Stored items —
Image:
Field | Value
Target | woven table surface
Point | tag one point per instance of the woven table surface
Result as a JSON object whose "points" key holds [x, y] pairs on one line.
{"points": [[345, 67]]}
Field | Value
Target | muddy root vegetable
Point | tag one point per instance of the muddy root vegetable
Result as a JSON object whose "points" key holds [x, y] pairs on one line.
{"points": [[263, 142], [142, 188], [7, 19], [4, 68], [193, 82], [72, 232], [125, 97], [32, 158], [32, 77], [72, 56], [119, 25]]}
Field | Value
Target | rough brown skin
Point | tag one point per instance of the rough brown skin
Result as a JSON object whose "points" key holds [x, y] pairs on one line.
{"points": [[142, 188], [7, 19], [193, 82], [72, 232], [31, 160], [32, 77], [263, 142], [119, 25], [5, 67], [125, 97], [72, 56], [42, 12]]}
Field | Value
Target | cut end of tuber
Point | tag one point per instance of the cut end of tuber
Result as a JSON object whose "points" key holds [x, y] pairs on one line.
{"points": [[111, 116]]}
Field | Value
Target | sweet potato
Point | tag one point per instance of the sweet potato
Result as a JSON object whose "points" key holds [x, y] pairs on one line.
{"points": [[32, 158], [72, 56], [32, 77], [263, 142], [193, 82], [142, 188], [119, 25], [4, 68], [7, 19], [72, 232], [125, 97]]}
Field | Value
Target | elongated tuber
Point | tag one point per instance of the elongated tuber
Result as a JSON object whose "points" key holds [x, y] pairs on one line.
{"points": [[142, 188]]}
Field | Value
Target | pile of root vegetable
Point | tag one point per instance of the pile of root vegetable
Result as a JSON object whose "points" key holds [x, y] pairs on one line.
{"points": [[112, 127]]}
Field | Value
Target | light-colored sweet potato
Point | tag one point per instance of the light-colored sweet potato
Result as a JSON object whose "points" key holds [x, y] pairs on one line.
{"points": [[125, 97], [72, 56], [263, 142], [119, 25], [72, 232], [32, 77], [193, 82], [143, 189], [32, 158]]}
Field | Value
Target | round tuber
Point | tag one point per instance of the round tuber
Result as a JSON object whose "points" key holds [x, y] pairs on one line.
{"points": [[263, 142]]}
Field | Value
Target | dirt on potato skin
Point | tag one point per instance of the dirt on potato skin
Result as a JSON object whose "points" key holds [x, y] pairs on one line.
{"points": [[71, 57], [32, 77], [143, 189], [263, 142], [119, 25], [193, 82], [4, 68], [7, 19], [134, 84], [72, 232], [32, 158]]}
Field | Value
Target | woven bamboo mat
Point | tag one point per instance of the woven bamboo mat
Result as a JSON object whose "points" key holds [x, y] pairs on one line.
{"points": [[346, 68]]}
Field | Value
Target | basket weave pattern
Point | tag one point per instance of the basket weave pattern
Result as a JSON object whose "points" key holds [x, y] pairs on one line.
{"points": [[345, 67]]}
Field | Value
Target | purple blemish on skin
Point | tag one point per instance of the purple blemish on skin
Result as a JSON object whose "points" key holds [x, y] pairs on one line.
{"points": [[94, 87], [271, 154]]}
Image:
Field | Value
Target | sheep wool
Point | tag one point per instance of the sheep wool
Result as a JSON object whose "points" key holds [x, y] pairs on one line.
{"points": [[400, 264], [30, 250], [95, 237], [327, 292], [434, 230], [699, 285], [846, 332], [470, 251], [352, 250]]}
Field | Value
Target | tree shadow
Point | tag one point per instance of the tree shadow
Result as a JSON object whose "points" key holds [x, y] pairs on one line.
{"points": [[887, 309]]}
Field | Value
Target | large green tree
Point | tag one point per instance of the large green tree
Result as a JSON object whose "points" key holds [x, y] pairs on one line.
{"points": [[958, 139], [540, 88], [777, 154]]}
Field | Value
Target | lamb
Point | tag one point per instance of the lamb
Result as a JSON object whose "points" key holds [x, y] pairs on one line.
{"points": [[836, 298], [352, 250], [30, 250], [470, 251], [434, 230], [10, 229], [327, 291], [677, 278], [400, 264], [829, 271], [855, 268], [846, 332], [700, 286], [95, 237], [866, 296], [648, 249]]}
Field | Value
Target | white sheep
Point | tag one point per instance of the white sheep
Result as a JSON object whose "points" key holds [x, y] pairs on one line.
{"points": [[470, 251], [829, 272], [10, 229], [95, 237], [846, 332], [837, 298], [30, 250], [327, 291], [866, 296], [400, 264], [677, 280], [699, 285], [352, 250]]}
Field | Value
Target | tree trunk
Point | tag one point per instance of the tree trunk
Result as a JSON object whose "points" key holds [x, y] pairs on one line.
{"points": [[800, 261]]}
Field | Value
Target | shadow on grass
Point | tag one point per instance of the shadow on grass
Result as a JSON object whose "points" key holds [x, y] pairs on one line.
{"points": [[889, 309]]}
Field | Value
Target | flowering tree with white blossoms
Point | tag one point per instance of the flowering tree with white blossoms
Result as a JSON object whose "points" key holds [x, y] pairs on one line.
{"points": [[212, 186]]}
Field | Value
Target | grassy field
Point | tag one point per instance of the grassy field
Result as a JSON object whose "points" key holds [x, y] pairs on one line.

WORK REQUIRED — What is needed is a word-for-word copy of all the entries.

TASK OUTPUT —
Image:
Field | Value
Target | woven table surface
Point | tag one point per instance of the woven table surface
Result as a JSON object whose "points" key holds [x, y] pairs on one line.
{"points": [[345, 67]]}
Field | Value
Target | muddy root vegetable
Point | tag one point per instance of the muddy root vegetable
Result as a JSON object whose "points" key holds [x, y] pairs on one line.
{"points": [[263, 142], [142, 188], [7, 19], [4, 68], [193, 82], [72, 232], [125, 97], [32, 158], [32, 77], [72, 56], [119, 25]]}
Field | Value
Target | rough brown skin
Point | tag one point per instance of the rough brown skin
Result as a JSON object whose "points" key holds [x, y] pairs on one line.
{"points": [[142, 188], [7, 19], [193, 82], [72, 232], [31, 160], [32, 77], [263, 142], [119, 25], [5, 67], [125, 97], [72, 56], [42, 12]]}
Field | Value
Target | cut end of tuber
Point | tag one point per instance of the cut end of tuber
Result as a JSON object whose "points" key holds [x, y] pairs on one line.
{"points": [[111, 116]]}
Field | Value
Target | sweet potato
Point | tag one point per instance of the sweet potato
Result as a JSON object whose "points" key holds [x, y] pairs on one line.
{"points": [[32, 158], [72, 56], [32, 77], [263, 142], [193, 82], [142, 188], [119, 25], [4, 68], [7, 19], [72, 232], [125, 97]]}
Field | Value
Target | elongated tuber
Point | tag one point per instance of the elongated tuber
Result as a JSON object whose "points" key holds [x, y] pairs on one line.
{"points": [[142, 188]]}
Field | Value
Target | pile of root vegetable
Point | tag one point per instance of the pile of root vegetable
Result as a JSON object whose "points" key holds [x, y] pairs on one line.
{"points": [[112, 127]]}
Field | Value
Target | light-colored sweet potato
Point | tag one point per instance of the light-colored sweet potato
Result as a JSON object whose "points" key holds [x, y] pairs on one line.
{"points": [[125, 97], [72, 56], [263, 142], [119, 25], [72, 232], [32, 77], [193, 82], [143, 189], [32, 158]]}
Field | Value
Target | round tuber
Point | tag one point per instance of the round tuber
Result as a JSON object whose "points" key holds [x, y] pairs on one line.
{"points": [[263, 142]]}
Field | Value
Target | dirt on potato skin
Point | tag one point per instance of the dirt on potato skin
Result as a JSON object whose "points" key holds [x, y] pairs on one line.
{"points": [[71, 57], [32, 77], [143, 189], [263, 142], [119, 25], [193, 82], [4, 68], [7, 19], [134, 84], [72, 232], [32, 158]]}
Field | Value
Target | woven bamboo mat
Point | tag one point per instance of the woven bamboo mat
Result as a JSON object whose "points" key holds [x, y] pairs on one line.
{"points": [[346, 68]]}
Field | Value
Target | basket weave pattern
Point | tag one point per instance of the basket weave pattern
Result as a JSON object whose "points" key holds [x, y] pairs on one line.
{"points": [[345, 67]]}
Field | Value
Target | purple blemish on skin
Point | tag one point per instance of the purple blemish on skin
Result as a JSON object whose "points" key holds [x, y] pairs on one line.
{"points": [[94, 87], [271, 154]]}
Image:
Field | Value
Target | sheep wool
Point | tag one point per instance of the sheep wool
Result as a JSON object whose "points" key holds [x, y] pairs on one line.
{"points": [[400, 264], [30, 250], [95, 237], [327, 292], [434, 230], [699, 285], [846, 332], [470, 251], [352, 250]]}
Field | Value
Target | tree shadow
Point | tag one point per instance of the tree shadow
Result as a JSON object whose "points" key holds [x, y] pairs on one line.
{"points": [[887, 309]]}
Field | Value
Target | large green tree
Point | tag one point per instance of the large green tree
Result as a JSON object whose "points" key holds [x, y] pairs on one line.
{"points": [[958, 139], [540, 88], [777, 154]]}
Field | Value
Target | lamb
Point | tag one point per instance of the lamb
Result as a JSON object whose "points" key holds [x, y] pairs on one line.
{"points": [[836, 298], [352, 250], [30, 250], [470, 251], [434, 230], [10, 229], [327, 291], [677, 278], [400, 264], [829, 271], [855, 268], [846, 332], [700, 286], [95, 237], [866, 296], [648, 249]]}
Field | Value
Target | white sheep
Point | tag one point per instance of the white sheep
Result as a JSON object whose "points" key holds [x, y] pairs on one line.
{"points": [[470, 251], [829, 272], [10, 229], [95, 237], [846, 332], [837, 298], [30, 250], [327, 291], [866, 296], [400, 264], [677, 280], [699, 285], [352, 250]]}
Field | Value
Target | tree trunk
Point | tag one point per instance of the tree trunk
Result as a JSON object whose "points" key holds [x, y] pairs on one line.
{"points": [[800, 261]]}
Field | Value
Target | shadow on grass
Point | tag one point per instance of the shadow on grass
Result as a JSON object whose "points" key holds [x, y] pairs on one line.
{"points": [[889, 309]]}
Field | Value
Target | flowering tree with white blossoms
Point | tag one point per instance of the flowering tree with white blossoms
Result as a JSON object whose "points" key holds [x, y] pairs on one line.
{"points": [[212, 186]]}
Field | Value
Target | grassy field
Point | tag one point per instance of the grassy field
Result as a JSON object whose "points" key holds [x, y] pairs on one line.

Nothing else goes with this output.